Первые на Луне или Правила кройки и шитья симулякра

Mixtura verborum`2006: топология современности: сб. ст. / под общ.ред. С.А. Лишаева. – Самара : Самар. гуманит. акад., 2007. – 180 с. стр.126-133

Е. А. Иваненко, М. А. Корецкая, Е. В. Савенкова

[1]

 

Все, что было, то снято; все, что снято, то было...
Фраза из фильма «Первые на Луне»[2]

 

В 2005 году такой «монстр» отечественной кинематографии как Свердловская киностудия выпустила в свет странный киноартефакт. Фильм под названием «Первые на Луне» неопределим по жанру, стилистической принадлежности и художественным задачам. На первый взгляд, фильм выглядит то ли как независимое журналистское расследование, то ли как госзаказ. Но в то же время явно имеет место попытка скомпрометировать сам документальный фильм как жанр, поскольку вниманию зрителя представлена откровенная мистификация. Свердловская киностудия бросила вызов современному культурному пространству, предоставив зрителю самостоятельно решать, чем отличается ответственное научное высказывание от симуляционного текста, созданного по поводу события, которого не было.

Возникают закономерные вопросы: что поддается симуляции, а что нет – или симулировать можно все? Какова техника симуляции? Каковы приемы создания документальной реальности?

Один прием общеизвестен – ложь разбавляется правдой, все перемешивается тщательным образом, отчего получается правдоподобие и в результате зритель проглатывает все целиком. Здесь такая игра производится с перемешиванием подлинных архивных кадров (разнообразной тематики) и документальных стилизаций, причем за самой «нарезкой» с первого раза не уследишь: так, видимо, устроено зрительское восприятие – пока есть интрига, зритель не успевает различать технические детали. Второй прием более тонкий – включить элемент сомнения в правдоподобии в сам текст. Так, например, в фильме женщина-специалист из секции «юный моделист-конструктор» высказывает сомнения по поводу чертежа ракеты – уж не мистификация ли это? И затем соглашается произвести «серьезный» эксперимент. В результате зритель чувствует доверие к персонажу, который озвучивает его собственные сомнения с экрана и в дальнейшем склонен доверять любому его высказыванию. Для зрителя фильм не может быть ложью от начала и до конца уже потому, что в нем есть персона (персонаж), которая высказывает внутри фильма реплику, что это – мистификация. Парадокс «все критяне лжецы» здесь играет по каким-то своим правилам, он не разрушает высказывание и его смысл, а, наоборот, утверждает его. Демистификатор массмедиа сам внутри мистификации. Это и создает эффект реальности – зритель как бы получает возможность силами персонажей проводить различия между правдой и неправдой, значит, у него крепнет уверенность, что в пространстве экрана – не все сказка. И если «правдивый» сомневающийся персонаж говорит, что истина требует тщательного расследования, то и зритель вполне согласен «подождать» и не отметать все сразу как дезинформацию, если он уверен, что сейчас где-то «научные умы» (авторитеты в области истины) бьются над решением этого вопроса. Это значит, что мистификация состоялась: решения «научных умов» никто не будет требовать прямо сейчас – истина отложена в долгий ящик. Наука не любит спешки, так что будет достаточно времени, чтобы о проблеме просто забыли, но сенсационный шум между тем обеспечен – стало быть, событие состоялось.

* * * *

● ПОСТАВЛЕННАЯ ЗАДАЧА A:
Выведите дословно отрывок из фрагмента о фильме «Первые на Луне» от слов «Первые на Луне или» до слов «снято, то было...».
● ПОСТАВЛЕННАЯ ЗАДАЧА B:
Ответьте коротко на вопросы по фрагменту о фильме «Первые на Луне»:
(i) Какая киностудия выпустила этот фильм?
(ii) Из какой секции женщина-специалист, которая сомневается в чертеже ракеты?
(iii) Что перемешивается в фильме с документальными стилизациями?
● ПОСТАВЛЕННАЯ ЗАДАЧА C:
Продолжите фрагмент о фильме «Первые на Луне», начав сразу после его последнего предложения.

* * * *

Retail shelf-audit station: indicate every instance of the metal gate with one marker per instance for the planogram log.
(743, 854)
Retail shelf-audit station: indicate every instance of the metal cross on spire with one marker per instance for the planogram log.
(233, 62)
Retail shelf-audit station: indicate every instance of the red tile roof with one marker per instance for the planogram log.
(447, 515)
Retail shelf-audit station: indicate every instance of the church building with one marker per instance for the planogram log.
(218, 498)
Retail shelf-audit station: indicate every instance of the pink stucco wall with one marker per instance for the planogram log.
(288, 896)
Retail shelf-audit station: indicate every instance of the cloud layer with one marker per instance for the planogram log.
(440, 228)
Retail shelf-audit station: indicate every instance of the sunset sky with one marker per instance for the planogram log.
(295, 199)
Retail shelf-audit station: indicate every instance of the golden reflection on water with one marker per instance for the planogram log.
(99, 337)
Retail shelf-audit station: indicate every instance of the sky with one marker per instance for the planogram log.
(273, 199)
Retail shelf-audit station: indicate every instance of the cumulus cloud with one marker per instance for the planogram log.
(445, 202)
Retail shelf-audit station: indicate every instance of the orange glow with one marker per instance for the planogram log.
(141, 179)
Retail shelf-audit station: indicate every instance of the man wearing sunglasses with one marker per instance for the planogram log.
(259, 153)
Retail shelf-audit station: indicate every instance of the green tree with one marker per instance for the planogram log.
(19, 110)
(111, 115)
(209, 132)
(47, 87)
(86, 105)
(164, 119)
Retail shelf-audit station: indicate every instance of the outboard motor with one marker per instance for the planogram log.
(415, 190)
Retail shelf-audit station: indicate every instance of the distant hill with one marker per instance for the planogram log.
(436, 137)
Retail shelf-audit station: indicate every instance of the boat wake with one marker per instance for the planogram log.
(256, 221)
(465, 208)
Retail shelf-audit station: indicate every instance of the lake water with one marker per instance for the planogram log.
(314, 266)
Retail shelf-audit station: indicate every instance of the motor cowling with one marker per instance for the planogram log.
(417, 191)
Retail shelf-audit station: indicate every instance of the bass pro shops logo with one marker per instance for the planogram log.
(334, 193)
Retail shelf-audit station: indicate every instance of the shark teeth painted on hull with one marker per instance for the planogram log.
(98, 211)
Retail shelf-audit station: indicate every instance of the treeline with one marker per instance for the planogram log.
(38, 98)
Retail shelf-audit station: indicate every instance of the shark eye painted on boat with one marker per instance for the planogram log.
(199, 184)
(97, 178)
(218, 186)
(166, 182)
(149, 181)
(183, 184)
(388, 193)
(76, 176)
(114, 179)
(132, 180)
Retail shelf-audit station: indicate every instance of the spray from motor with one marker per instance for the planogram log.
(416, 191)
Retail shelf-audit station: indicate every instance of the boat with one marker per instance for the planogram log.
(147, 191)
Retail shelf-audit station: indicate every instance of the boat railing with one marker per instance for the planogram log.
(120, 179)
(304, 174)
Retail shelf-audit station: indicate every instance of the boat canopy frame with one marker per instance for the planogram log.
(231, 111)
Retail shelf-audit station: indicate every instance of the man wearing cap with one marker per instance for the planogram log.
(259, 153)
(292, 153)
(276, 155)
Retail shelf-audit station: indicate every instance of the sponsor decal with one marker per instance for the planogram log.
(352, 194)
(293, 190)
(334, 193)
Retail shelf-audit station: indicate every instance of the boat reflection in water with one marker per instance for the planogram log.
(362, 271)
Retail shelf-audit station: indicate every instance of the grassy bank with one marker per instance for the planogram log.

* * * *

● ОТВЕТ НА ЗАДАНИЕ A:
Первые на Луне или Правила кройки и шитья симулякра

Mixtura verborum`2006: топология современности: сб. ст. / под общ.ред. С.А. Лишаева. – Самара : Самар. гуманит. акад., 2007. – 180 с. стр.126-133

Е. А. Иваненко, М. А. Корецкая, Е. В. Савенкова

[1]

 

Все, что было, то снято; все, что снято, то было...

● ОТВЕТ НА ЗАДАНИЕ B:
(i) Свердловская киностудия.
(ii) Из секции «юный моделист-конструктор».
(iii) Подлинные архивные кадры разнообразной тематики.

● ОТВЕТ НА ЗАДАНИЕ C:
Большое доверие вызывает простота персонажей и общей атмосферы. В фильме представлен прекрасный образчик правильной политики во всей ее красе. Так в космонавты-герои были избраны мартышка Дуська, лилипут, нацмен, женщина и красивый русский летчик Иван. Понятно, что шансы взлететь были только у последнего, но он победил (конечно же) в честной борьбе. И поддерживая правильную политику до исчерпывающего русского конца, все герои, и главный в особенности, по полной отстрадали за высокие идеи своей отчизны. Во многих персонажах узнаются «люди с улицы, соседи», которые говорят на простом народном языке, волнуются, когда вспоминают что-то личное. Вперемешку с хроникой и псевдохроникой это создает эффект атмосферы того времени и убеждает в подлинности. Однако постановочная хроника, при всех приемах симуляции, все же вызывает недоверие. Вполне удачно сымитированы типажи, их моторика и способ говорить. Но остается что-то неуловимо отличающееся – возможно, потому, что люди, которые играют, видят мир иначе, чем их персонажи, и потому, несмотря на все ухищрения, вживание до конца не удается. Интересна симуляция живого состояния наблюдения, например, бегущая и пыхтящая камера, задумавшаяся камера, не успевшая среагировать камера. Это производит эффект правдивости; в том смысле, что труд оператора и камеры подан «как он есть» со всеми издержками, так что зритель ощущает себя на месте оператора, идентифицирует себя с ним как с местом свидетеля: событие было, я его видел.

Интересна временная локализация событий фильма – тридцатые годы и какое-то наше время, которое мучительно по антуражу напоминает времена перестройки. География событий тоже неоднозначна: для места падения подозрительного метеорита взята Чили, а не наша тунгусская тайга, видимо, потому, что вокруг последней слишком много слухов, слишком объемный шлейф коннотаций. К тому же симулированные в фильме чилийские очевидцы падения таинственного небесного тела выглядят «авторитетнее» жителей Сибири именно по той причине, что зритель знает, что их сложнее изобразить правдоподобно. А кадры хроники могут быть любыми – зритель ведь не знает чилийской речи. Так что двух чилийцев играют граждане с украинской фамилией, а кадры современной экспедиции в Чили сняты в каком-нибудь Крыму (если не прямо на Урале). Весь эффект правдоподобного антуража достигается за счет хроник начала века, на которых какие-то чилийские крестьяне о чем-то (!) говорят на камеру.

Зачем все это сделано? Просто поиграть? А деньги, ресурсы-то ведь немалые? Возможно, свердловская киностудия кинодокументалистики решила тряхнуть стариной и использовать свои архивы и знания о том, что собой представляет кинодокумент, а также как он изготавливается? Кроме того, в Екатеринбурге работает весьма прогрессивная группа ПИАР-практиков, то есть в городе к этому есть не просто постоянный теоретический интерес, но есть еще также и практикующие специалисты. Возможно, поэтому идея создания некоего артефакта там просто в воздухе витала.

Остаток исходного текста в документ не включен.